Excerpts from point annotation data

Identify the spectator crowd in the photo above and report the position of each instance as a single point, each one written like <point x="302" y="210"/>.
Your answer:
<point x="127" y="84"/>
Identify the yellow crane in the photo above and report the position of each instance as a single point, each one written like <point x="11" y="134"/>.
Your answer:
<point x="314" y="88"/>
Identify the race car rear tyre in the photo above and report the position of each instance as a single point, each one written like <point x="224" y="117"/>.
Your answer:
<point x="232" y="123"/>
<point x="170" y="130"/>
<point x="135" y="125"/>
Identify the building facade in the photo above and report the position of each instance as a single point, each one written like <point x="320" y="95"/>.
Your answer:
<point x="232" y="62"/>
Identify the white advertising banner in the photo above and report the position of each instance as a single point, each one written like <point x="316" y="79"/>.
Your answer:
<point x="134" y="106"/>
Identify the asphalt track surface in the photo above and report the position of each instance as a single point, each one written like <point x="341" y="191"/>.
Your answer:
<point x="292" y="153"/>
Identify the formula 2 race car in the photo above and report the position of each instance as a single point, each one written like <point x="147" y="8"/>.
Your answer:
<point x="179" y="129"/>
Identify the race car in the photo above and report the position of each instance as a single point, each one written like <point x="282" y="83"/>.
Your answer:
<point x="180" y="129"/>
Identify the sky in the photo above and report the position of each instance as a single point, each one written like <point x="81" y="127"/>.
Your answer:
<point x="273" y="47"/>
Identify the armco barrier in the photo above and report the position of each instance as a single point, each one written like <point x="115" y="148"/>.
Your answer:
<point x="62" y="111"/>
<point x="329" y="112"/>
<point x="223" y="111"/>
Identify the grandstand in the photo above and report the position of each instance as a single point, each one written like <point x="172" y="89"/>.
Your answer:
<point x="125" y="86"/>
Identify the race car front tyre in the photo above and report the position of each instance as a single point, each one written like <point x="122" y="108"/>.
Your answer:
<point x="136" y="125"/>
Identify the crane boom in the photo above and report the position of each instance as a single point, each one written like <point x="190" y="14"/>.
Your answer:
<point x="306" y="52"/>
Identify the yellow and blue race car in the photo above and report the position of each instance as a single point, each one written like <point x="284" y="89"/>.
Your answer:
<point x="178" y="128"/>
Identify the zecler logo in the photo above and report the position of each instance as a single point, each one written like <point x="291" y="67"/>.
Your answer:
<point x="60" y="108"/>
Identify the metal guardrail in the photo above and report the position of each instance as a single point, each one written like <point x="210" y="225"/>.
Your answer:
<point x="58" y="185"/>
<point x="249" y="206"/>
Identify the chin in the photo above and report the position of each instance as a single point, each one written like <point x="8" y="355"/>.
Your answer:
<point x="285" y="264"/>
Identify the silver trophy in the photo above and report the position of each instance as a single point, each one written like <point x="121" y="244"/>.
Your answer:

[GIVEN EXERCISE]: Return the material in full, exactly as shown.

[WRITTEN ANSWER]:
Identify the spectator crowd in the photo above and report the position of each instance as a single point, each one written like <point x="302" y="210"/>.
Your answer:
<point x="127" y="84"/>
Identify the yellow crane in the photo above and report the position of each instance as a single point, each one written like <point x="11" y="134"/>.
Your answer:
<point x="314" y="88"/>
Identify the race car rear tyre in the photo above and report the position of each instance as a single point, each one written like <point x="224" y="117"/>.
Your answer:
<point x="232" y="123"/>
<point x="170" y="130"/>
<point x="135" y="125"/>
Identify the building facade in the photo above and report the position of each instance as a single point, each one written like <point x="320" y="95"/>.
Your answer:
<point x="232" y="62"/>
Identify the white advertising banner in the photo above and report the position of each instance as a single point, each one written like <point x="316" y="79"/>.
Your answer:
<point x="134" y="106"/>
Identify the asphalt track surface in the photo above and report the position of each instance as a single point, each one written like <point x="341" y="191"/>.
Your answer:
<point x="292" y="153"/>
Identify the formula 2 race car in the photo above and report the position of each instance as a single point, each one written like <point x="147" y="8"/>.
Your answer:
<point x="179" y="129"/>
Identify the race car in the photo above and report the position of each instance as a single point, each one written like <point x="282" y="83"/>.
Your answer:
<point x="180" y="129"/>
Identify the sky in the photo above and report the position of each instance as a single point, each one written like <point x="81" y="127"/>.
Your answer:
<point x="273" y="47"/>
Identify the armco barrier in the photo above and report the position of each instance as a single point, each one written like <point x="115" y="148"/>.
Your answer:
<point x="62" y="111"/>
<point x="329" y="112"/>
<point x="223" y="111"/>
Identify the grandstand in the photo above and report the position of each instance as a single point, each one written like <point x="172" y="89"/>.
Your answer:
<point x="125" y="86"/>
Identify the race car front tyre in the photo above and report the position of each instance as a single point, each one written like <point x="122" y="108"/>.
Your answer:
<point x="136" y="125"/>
Identify the crane boom in the photo above and report the position of each instance as a single point, each one written like <point x="190" y="14"/>.
Your answer:
<point x="306" y="52"/>
Identify the yellow and blue race car in the photo above and report the position of each instance as a single point, each one written like <point x="284" y="89"/>.
Your answer:
<point x="178" y="128"/>
Identify the zecler logo in the photo above and report the position of each instance as a single point, each one written like <point x="291" y="67"/>.
Your answer:
<point x="60" y="108"/>
Identify the metal guardrail in the photo above and report the position of each instance as a single point, each one written like <point x="210" y="225"/>.
Your answer:
<point x="58" y="185"/>
<point x="249" y="206"/>
Identify the chin in the photo above and report the position of each instance as a single point, each one written like <point x="8" y="355"/>.
Your answer:
<point x="285" y="264"/>
Identify the silver trophy in the photo above and report the position of each instance as a single point, each one written like <point x="121" y="244"/>.
Your answer:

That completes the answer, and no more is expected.